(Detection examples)

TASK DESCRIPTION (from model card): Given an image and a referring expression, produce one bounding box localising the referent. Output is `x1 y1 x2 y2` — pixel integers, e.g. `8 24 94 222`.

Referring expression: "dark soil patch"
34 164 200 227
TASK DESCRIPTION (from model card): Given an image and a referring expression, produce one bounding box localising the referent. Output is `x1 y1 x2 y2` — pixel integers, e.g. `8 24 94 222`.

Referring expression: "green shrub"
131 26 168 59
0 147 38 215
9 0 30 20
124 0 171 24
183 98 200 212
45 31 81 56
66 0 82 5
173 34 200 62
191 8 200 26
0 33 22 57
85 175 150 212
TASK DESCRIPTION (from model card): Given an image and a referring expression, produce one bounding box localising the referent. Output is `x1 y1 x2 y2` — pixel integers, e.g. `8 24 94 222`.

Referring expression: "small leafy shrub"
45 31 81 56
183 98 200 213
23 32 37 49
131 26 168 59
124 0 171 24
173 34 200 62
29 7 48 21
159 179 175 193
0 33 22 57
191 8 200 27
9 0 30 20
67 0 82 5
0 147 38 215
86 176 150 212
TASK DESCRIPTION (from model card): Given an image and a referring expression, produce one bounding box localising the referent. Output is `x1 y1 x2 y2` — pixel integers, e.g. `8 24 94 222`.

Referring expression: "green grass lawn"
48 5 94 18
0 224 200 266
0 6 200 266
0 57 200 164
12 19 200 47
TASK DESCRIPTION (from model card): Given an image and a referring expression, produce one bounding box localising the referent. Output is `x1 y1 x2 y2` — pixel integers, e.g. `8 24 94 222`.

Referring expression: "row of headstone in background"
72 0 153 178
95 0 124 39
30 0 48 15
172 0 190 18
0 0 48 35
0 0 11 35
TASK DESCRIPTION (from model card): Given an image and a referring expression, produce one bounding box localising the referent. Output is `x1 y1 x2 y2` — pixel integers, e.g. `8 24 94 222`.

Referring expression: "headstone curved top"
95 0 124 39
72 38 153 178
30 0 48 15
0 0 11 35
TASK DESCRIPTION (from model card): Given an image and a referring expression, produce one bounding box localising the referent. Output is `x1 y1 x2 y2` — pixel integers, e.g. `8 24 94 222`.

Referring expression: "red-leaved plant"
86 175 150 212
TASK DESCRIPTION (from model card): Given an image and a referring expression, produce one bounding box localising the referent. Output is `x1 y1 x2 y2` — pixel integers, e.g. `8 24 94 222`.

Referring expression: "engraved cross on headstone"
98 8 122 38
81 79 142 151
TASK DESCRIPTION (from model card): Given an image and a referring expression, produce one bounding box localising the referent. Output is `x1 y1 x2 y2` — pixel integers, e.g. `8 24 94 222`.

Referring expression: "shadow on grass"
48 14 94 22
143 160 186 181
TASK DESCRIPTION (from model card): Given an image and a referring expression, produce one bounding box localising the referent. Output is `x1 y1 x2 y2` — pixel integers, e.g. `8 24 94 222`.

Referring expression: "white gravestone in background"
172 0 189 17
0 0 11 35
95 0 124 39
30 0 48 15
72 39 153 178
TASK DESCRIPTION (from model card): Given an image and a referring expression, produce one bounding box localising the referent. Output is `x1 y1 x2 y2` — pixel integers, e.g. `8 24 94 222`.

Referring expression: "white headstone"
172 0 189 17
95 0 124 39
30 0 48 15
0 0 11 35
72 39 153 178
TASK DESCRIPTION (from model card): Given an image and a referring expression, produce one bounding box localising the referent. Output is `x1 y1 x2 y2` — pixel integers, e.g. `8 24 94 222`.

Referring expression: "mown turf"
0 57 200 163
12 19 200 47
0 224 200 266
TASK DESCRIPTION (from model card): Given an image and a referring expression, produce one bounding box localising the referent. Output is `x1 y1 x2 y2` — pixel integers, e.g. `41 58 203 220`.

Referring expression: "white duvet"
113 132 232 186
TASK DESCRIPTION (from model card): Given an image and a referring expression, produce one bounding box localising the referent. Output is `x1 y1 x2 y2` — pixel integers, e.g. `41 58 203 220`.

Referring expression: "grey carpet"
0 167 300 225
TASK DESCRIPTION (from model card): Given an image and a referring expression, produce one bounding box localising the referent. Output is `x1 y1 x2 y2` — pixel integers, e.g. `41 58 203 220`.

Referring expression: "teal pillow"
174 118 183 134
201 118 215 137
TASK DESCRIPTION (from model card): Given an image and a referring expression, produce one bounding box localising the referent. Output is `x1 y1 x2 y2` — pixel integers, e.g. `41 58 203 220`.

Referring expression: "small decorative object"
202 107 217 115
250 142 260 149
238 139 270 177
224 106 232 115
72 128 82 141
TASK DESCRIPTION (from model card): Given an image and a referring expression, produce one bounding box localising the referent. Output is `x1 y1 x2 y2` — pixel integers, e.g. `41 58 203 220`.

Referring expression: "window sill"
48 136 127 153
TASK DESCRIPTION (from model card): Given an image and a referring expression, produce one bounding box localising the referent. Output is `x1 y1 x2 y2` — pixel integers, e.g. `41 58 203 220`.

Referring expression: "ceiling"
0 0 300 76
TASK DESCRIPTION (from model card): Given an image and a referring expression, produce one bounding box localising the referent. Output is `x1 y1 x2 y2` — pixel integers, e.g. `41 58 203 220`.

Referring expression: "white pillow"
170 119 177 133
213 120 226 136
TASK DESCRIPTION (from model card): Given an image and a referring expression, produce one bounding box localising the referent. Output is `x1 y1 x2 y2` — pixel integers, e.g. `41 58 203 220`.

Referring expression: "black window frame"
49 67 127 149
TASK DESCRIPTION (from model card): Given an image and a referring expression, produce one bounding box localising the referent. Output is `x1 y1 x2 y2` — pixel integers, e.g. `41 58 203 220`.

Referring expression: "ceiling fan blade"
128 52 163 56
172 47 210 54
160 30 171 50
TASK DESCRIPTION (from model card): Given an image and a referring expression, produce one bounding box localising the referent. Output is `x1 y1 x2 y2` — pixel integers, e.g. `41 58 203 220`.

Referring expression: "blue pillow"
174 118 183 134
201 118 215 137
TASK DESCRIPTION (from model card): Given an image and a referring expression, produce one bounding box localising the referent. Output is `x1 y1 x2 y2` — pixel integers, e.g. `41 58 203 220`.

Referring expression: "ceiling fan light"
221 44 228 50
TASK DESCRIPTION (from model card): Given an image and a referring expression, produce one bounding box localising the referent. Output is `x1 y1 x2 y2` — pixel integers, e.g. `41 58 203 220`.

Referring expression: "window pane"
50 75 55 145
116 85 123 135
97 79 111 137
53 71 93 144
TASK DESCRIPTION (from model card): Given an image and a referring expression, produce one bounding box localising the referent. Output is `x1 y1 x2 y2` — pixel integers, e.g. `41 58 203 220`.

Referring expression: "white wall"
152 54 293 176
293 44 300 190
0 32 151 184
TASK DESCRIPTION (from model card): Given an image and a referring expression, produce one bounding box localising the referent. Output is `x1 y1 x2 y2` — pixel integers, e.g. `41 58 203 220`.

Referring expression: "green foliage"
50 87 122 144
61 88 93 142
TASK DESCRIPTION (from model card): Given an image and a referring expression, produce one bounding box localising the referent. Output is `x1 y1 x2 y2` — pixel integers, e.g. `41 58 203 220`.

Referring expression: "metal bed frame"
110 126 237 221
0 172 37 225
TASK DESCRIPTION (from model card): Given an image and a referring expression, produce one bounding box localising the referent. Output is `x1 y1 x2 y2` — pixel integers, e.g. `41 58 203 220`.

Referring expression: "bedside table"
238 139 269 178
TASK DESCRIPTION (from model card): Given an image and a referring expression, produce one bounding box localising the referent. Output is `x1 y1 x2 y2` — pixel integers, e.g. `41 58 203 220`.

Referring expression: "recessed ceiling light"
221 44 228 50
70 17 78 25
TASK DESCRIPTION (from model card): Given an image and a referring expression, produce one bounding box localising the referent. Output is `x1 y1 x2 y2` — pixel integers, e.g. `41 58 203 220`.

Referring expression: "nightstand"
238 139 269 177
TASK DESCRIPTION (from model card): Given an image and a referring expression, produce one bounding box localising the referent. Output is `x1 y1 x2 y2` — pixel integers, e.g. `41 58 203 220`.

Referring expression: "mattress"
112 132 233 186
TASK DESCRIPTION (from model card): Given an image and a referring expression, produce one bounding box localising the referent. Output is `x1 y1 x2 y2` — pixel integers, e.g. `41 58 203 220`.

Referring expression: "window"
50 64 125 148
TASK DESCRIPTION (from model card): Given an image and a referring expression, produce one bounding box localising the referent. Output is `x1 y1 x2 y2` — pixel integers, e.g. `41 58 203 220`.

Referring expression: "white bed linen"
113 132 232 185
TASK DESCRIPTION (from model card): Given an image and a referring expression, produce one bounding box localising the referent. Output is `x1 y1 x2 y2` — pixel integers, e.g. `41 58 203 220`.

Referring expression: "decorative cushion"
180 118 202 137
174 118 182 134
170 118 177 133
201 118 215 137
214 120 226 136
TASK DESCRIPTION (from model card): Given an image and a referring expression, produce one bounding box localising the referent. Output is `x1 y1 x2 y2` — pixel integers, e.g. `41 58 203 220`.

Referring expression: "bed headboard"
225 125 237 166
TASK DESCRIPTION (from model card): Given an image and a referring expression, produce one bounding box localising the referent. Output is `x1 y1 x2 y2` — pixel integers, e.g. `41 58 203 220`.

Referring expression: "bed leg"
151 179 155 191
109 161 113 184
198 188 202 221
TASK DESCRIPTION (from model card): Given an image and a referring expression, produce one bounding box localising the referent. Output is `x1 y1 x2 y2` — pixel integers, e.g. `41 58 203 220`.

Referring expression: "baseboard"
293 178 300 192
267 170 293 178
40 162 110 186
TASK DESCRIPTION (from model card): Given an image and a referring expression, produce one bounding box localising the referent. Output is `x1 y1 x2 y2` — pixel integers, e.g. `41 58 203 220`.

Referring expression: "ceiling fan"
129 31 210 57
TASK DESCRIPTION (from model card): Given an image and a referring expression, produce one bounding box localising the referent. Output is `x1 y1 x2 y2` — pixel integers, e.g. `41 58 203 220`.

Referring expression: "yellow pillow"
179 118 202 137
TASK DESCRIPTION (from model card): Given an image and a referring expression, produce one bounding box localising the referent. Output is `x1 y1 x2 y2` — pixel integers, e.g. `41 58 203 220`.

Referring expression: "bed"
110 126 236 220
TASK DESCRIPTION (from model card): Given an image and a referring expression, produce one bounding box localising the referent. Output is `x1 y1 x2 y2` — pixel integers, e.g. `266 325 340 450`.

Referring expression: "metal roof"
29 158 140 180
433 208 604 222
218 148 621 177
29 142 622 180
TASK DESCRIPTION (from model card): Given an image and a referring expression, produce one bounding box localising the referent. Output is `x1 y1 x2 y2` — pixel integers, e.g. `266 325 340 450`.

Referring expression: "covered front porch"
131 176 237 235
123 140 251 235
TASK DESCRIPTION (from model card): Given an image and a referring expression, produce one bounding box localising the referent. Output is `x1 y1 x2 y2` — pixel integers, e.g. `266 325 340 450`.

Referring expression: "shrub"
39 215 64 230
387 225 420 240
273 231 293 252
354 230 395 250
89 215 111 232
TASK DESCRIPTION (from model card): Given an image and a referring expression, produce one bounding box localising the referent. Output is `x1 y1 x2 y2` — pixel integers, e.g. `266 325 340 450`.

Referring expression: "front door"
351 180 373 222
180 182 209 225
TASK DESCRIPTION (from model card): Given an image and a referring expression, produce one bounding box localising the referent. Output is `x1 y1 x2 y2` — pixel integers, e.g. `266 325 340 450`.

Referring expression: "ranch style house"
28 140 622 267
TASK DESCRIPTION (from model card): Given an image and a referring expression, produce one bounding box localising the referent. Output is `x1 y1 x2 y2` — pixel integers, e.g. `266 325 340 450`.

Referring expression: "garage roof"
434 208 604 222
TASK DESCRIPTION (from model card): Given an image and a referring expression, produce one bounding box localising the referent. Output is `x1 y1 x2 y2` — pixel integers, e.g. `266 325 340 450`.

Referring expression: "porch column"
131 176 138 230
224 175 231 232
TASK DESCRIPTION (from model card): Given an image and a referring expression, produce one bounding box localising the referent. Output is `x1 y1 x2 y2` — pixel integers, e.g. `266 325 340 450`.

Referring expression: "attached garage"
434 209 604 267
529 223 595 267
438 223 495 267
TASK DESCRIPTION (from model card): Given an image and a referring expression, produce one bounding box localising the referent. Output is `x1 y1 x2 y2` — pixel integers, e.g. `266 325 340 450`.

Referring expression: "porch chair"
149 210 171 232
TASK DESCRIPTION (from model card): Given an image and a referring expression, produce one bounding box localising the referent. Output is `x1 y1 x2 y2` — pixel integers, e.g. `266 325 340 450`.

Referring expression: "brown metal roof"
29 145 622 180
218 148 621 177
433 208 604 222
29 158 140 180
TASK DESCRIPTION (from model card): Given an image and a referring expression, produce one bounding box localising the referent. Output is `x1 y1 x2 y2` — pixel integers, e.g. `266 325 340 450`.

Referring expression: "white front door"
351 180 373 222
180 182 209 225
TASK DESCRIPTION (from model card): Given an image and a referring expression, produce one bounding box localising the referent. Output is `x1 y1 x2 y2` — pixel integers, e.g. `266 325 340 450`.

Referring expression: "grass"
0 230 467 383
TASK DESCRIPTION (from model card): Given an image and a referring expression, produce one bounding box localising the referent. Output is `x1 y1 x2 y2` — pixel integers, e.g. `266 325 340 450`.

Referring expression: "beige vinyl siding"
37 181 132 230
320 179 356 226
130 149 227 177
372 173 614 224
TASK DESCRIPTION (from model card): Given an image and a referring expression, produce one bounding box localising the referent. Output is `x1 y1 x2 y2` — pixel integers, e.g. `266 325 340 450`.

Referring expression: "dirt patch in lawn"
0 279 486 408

» **AIM OF THE TASK**:
How many of the lines above contain the string "front", matching case exactly? Give only the number.

» **ANSWER**:
3